- [INSTRUCTIONS]:
a. Rewrite the part of the Rydberg calculator description starting with "The Rydberg formula" and going on through "energy levels concrete.", replacing "hydrogen" with "hydrogen-1".
b. According to the Rydberg calculator description, which series do transitions ending at n1 = 3 form?

- [ARTICLE]:
/---
The Rydberg formula calculator finds the wavelength of light emitted or absorbed when an electron jumps between two energy levels in a hydrogen atom. Give it the lower and upper quantum numbers and it returns the spectral line wavelength, names the series it belongs to, and gives the photon's energy and frequency.

The formula sits at the heart of atomic spectroscopy. Chemistry and physics students use it to predict the coloured lines a hydrogen discharge tube produces and to identify the famous red H-alpha line. Astronomers rely on the same lines, seen in starlight, to measure the composition and motion of distant objects. The tool turns a pair of integers into a precise wavelength, making the abstract idea of quantised energy levels concrete.

The key idea is that the lower level n1 defines the spectral series. Transitions ending at n1 = 1 form the Lyman series in the ultraviolet, those ending at n1 = 2 form the visible Balmer series, and n1 = 3 gives the infrared Paschen series. The upper level n2 must always be larger, because a photon is released as the electron falls from a higher orbit to a lower one. A common slip is swapping the two numbers, which makes the formula return a negative value.
\---
- [EXCERPTED RECORDS]:
/---
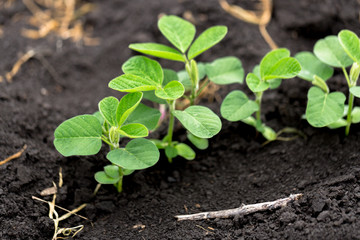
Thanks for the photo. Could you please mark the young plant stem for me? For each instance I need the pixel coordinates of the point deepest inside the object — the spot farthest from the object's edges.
(258, 101)
(348, 118)
(194, 82)
(171, 124)
(118, 185)
(351, 103)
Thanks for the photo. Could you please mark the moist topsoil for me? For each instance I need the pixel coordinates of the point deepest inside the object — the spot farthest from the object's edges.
(236, 169)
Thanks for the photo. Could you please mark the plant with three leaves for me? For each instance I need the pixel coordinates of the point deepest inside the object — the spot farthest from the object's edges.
(275, 66)
(200, 122)
(325, 109)
(84, 134)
\---
- [TASK SOLUTIONS]:
a.
The Rydberg formula calculator finds the wavelength of light emitted or absorbed when an electron jumps between two energy levels in a hydrogen-1 atom. Give it the lower and upper quantum numbers and it returns the spectral line wavelength, names the series it belongs to, and gives the photon's energy and frequency.

The formula sits at the heart of atomic spectroscopy. Chemistry and physics students use it to predict the coloured lines a hydrogen-1 discharge tube produces and to identify the famous red H-alpha line. Astronomers rely on the same lines, seen in starlight, to measure the composition and motion of distant objects. The tool turns a pair of integers into a precise wavelength, making the abstract idea of quantised energy levels concrete.

b. The infrared Paschen series.